__What you are asked to do__. Render the lines below as a JSON list of strings, one string per line and no strings for blank lines. Omit the pictures from the output.

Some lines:
——————————

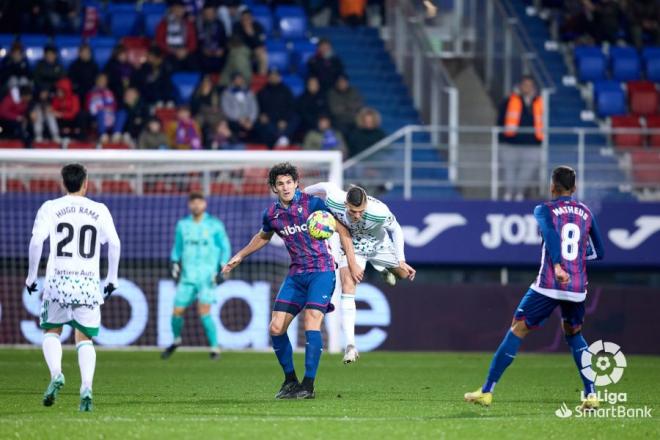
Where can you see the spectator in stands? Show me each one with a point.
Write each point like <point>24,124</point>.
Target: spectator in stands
<point>344,102</point>
<point>238,60</point>
<point>154,79</point>
<point>205,106</point>
<point>212,38</point>
<point>15,69</point>
<point>184,133</point>
<point>324,137</point>
<point>254,37</point>
<point>102,106</point>
<point>325,65</point>
<point>278,120</point>
<point>644,19</point>
<point>119,71</point>
<point>177,38</point>
<point>41,114</point>
<point>366,133</point>
<point>240,107</point>
<point>152,136</point>
<point>14,113</point>
<point>521,116</point>
<point>353,12</point>
<point>66,105</point>
<point>223,138</point>
<point>311,104</point>
<point>48,70</point>
<point>83,71</point>
<point>131,116</point>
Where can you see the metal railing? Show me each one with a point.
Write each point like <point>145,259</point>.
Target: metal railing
<point>409,160</point>
<point>434,94</point>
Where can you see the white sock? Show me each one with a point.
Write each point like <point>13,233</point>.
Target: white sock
<point>87,362</point>
<point>348,317</point>
<point>52,348</point>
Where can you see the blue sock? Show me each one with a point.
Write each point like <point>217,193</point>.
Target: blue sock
<point>578,345</point>
<point>313,351</point>
<point>504,356</point>
<point>284,353</point>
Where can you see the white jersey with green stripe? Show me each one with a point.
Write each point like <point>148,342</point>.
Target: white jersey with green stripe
<point>370,233</point>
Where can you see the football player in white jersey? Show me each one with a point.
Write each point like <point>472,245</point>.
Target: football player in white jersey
<point>370,223</point>
<point>77,227</point>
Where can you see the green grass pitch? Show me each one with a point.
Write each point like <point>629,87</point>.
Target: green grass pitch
<point>384,396</point>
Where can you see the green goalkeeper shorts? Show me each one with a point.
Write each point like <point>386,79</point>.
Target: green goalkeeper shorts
<point>187,293</point>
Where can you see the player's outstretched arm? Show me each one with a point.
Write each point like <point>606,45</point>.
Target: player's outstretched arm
<point>259,240</point>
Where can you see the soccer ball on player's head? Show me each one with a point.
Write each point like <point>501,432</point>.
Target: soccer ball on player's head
<point>321,225</point>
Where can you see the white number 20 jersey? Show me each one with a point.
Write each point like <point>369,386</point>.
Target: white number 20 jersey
<point>77,227</point>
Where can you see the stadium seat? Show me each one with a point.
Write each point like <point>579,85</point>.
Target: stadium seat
<point>262,15</point>
<point>295,83</point>
<point>185,84</point>
<point>291,21</point>
<point>625,63</point>
<point>653,123</point>
<point>627,140</point>
<point>609,99</point>
<point>651,56</point>
<point>589,63</point>
<point>642,97</point>
<point>45,185</point>
<point>278,55</point>
<point>116,187</point>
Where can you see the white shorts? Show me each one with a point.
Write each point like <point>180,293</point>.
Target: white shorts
<point>84,318</point>
<point>381,259</point>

——————————

__Output of the task__.
[
  "Where can you see the spectator in stands? Show me each one with a point.",
  "Write each point like <point>24,124</point>.",
  "Target: spectator in stands",
  "<point>344,102</point>",
  "<point>238,60</point>",
  "<point>154,79</point>",
  "<point>205,106</point>",
  "<point>212,38</point>",
  "<point>15,69</point>",
  "<point>184,133</point>",
  "<point>324,137</point>",
  "<point>254,37</point>",
  "<point>102,106</point>",
  "<point>325,65</point>",
  "<point>278,120</point>",
  "<point>644,19</point>",
  "<point>119,71</point>",
  "<point>177,38</point>",
  "<point>41,114</point>",
  "<point>366,133</point>",
  "<point>240,107</point>",
  "<point>152,136</point>",
  "<point>14,113</point>",
  "<point>521,116</point>",
  "<point>353,12</point>",
  "<point>66,105</point>",
  "<point>223,138</point>",
  "<point>311,104</point>",
  "<point>48,70</point>",
  "<point>83,71</point>",
  "<point>131,116</point>",
  "Where can you see the metal railing? Show me each one with a point.",
  "Write each point like <point>145,259</point>.",
  "Target: metal railing",
  "<point>409,160</point>",
  "<point>434,94</point>",
  "Where can you see the white sock? Show me each one with a point.",
  "Write each point like <point>13,233</point>.",
  "Target: white sock",
  "<point>87,362</point>",
  "<point>348,317</point>",
  "<point>52,348</point>",
  "Where can you see the blue sock? Show me each one with a point.",
  "Write each point like <point>217,193</point>.",
  "Target: blue sock",
  "<point>578,345</point>",
  "<point>313,351</point>",
  "<point>504,356</point>",
  "<point>284,353</point>",
  "Where can you see the white jersey with green stripe? Show me each one with a point.",
  "Write each point like <point>148,342</point>.",
  "Target: white jersey with green stripe",
  "<point>370,233</point>",
  "Where can you see the football player in white jersey? Show me each one with a point.",
  "Write each point like <point>472,245</point>.",
  "Target: football player in white jersey",
  "<point>370,223</point>",
  "<point>77,227</point>",
  "Where can you see the green grass pitch? Show me each one with a point.",
  "Write each point like <point>629,87</point>.",
  "Target: green grass pitch",
  "<point>384,396</point>",
  "Where can you see the green goalkeeper shorts? Show me each one with a point.",
  "Write each point like <point>386,79</point>.",
  "Target: green goalkeeper shorts",
  "<point>187,293</point>",
  "Where can you see the player's outstretched arm? Show me each one with a point.",
  "Write each point like <point>606,45</point>.",
  "Target: player's outstretched arm",
  "<point>259,240</point>",
  "Where can you see the soccer ball on player's head? Show me each one with a point.",
  "Write each point like <point>501,432</point>.",
  "Target: soccer ball on player's head",
  "<point>321,225</point>",
  "Where can you see the white number 20 jersey? Show me each one with a point.",
  "Write each point like <point>369,386</point>.",
  "Target: white number 20 jersey",
  "<point>77,227</point>",
  "Where can you see the stadium seat? Show me each one with a point.",
  "Write each point like <point>579,85</point>.",
  "Target: stadium seat",
  "<point>262,15</point>",
  "<point>295,83</point>",
  "<point>185,84</point>",
  "<point>291,21</point>",
  "<point>625,63</point>",
  "<point>653,123</point>",
  "<point>627,140</point>",
  "<point>609,99</point>",
  "<point>651,56</point>",
  "<point>589,63</point>",
  "<point>642,97</point>",
  "<point>45,185</point>",
  "<point>278,55</point>",
  "<point>116,187</point>",
  "Where can you see the white shorts? Show me each one with a point.",
  "Write each point like <point>180,293</point>.",
  "Target: white shorts",
  "<point>84,318</point>",
  "<point>381,259</point>"
]